- What you should do
Go through the entries below and copy every line that holds the word "uniform".

- Extracted data
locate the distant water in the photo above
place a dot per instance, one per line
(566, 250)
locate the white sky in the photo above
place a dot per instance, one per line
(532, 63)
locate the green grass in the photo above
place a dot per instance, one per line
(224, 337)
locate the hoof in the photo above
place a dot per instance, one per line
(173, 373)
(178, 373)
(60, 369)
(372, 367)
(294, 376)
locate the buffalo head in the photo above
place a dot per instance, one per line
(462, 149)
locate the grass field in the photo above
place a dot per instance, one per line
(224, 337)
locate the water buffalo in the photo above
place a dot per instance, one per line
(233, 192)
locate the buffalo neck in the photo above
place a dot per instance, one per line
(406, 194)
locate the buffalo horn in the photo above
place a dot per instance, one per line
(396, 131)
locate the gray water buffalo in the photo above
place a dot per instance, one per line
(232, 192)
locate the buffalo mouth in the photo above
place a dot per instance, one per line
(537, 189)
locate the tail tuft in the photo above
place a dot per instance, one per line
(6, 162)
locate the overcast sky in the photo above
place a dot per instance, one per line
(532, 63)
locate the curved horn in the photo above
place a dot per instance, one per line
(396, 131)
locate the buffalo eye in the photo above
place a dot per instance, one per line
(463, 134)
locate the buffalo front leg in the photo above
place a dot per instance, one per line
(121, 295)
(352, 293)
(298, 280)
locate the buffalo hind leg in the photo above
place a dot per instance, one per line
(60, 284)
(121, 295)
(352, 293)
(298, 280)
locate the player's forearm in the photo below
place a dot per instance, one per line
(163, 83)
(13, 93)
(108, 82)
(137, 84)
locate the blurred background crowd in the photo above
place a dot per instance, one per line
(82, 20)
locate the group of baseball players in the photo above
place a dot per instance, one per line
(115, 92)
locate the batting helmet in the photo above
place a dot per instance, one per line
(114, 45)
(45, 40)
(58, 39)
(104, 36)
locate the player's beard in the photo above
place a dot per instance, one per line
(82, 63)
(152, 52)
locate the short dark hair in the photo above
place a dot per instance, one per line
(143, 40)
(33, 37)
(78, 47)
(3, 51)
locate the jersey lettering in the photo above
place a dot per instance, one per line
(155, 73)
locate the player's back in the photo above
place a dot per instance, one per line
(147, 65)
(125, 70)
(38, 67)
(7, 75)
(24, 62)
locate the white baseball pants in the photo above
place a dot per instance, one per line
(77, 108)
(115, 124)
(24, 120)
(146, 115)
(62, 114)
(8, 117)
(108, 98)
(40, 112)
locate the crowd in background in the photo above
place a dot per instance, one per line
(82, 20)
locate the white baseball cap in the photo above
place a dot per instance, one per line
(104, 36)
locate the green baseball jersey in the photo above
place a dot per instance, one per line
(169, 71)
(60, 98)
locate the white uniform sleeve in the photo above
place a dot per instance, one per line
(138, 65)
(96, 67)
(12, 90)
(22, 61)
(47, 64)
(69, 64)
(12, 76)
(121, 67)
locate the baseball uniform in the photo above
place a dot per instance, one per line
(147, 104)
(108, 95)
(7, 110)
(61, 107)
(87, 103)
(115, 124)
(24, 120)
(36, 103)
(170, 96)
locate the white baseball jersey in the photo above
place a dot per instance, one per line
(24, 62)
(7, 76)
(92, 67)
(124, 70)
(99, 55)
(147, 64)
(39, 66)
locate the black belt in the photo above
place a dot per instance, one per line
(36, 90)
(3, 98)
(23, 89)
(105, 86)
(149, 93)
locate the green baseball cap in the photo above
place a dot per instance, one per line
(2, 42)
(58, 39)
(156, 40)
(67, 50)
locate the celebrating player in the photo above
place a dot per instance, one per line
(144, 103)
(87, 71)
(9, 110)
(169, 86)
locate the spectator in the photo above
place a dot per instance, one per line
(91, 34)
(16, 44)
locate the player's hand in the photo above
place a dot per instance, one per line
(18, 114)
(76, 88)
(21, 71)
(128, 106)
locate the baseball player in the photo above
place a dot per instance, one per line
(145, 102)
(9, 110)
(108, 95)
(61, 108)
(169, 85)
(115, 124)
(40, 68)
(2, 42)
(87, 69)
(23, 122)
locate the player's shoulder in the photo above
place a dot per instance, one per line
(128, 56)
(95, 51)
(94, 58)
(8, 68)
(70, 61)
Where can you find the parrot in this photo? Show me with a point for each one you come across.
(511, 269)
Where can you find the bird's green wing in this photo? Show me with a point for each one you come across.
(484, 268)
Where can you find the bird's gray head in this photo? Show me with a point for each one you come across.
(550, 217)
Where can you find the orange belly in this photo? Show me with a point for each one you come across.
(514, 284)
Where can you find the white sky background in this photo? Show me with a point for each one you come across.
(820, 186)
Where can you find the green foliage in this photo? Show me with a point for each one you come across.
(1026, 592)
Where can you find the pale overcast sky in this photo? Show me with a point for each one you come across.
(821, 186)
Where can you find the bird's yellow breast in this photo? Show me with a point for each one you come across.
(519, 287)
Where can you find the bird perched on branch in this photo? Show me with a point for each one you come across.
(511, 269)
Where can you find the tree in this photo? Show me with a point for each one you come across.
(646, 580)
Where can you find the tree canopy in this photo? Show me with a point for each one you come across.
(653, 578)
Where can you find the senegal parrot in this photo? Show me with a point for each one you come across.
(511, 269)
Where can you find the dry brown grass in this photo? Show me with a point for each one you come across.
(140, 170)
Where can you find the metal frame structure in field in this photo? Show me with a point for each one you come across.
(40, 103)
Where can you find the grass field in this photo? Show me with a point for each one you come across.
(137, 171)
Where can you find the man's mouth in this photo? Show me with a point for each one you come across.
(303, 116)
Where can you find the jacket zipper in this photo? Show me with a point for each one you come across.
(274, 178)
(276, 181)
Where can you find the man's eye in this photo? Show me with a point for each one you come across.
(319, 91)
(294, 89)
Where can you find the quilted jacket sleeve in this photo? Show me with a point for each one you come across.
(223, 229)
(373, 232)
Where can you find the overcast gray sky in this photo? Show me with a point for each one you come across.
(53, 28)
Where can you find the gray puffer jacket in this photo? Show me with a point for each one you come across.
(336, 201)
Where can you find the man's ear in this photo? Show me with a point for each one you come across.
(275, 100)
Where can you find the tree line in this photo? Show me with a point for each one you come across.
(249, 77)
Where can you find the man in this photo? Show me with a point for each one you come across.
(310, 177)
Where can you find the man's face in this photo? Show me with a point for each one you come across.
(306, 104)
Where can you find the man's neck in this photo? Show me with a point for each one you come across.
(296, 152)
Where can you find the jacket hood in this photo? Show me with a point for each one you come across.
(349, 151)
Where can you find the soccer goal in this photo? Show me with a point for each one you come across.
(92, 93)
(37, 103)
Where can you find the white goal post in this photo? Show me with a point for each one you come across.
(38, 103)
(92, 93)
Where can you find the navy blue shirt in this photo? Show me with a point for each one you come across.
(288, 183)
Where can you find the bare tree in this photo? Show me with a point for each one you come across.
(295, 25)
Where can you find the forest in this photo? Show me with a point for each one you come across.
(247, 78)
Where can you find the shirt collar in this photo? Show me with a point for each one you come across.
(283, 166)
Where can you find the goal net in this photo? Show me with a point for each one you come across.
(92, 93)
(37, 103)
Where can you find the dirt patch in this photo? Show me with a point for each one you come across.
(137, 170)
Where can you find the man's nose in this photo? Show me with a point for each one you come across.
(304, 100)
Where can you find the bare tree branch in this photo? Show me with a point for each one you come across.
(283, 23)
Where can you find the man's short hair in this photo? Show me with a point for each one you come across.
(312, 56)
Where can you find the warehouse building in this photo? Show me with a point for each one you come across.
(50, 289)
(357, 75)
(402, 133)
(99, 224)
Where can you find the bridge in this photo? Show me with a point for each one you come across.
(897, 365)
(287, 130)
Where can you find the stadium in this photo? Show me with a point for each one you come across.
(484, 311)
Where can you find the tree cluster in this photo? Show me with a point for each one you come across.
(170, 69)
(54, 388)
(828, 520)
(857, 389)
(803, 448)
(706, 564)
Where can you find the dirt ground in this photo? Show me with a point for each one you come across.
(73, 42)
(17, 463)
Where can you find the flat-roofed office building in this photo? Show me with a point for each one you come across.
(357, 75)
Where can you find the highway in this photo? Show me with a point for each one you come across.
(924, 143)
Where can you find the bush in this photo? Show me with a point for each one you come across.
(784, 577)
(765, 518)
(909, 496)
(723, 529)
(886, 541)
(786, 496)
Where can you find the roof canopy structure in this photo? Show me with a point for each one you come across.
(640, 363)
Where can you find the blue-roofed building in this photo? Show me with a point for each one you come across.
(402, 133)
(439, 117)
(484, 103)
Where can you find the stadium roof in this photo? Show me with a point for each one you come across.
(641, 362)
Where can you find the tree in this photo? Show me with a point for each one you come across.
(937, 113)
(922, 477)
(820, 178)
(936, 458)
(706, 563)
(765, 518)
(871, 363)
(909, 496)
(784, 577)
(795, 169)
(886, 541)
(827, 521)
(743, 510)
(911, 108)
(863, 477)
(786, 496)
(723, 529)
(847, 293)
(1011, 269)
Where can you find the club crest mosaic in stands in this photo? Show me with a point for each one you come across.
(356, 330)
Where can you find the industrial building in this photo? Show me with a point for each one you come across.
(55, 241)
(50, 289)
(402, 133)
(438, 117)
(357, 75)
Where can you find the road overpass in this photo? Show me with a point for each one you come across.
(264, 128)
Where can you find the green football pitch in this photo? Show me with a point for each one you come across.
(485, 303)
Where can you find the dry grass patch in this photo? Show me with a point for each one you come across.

- Expected answer
locate the white uniform sleeve in the photo above
locate the baseball uniform in the photo above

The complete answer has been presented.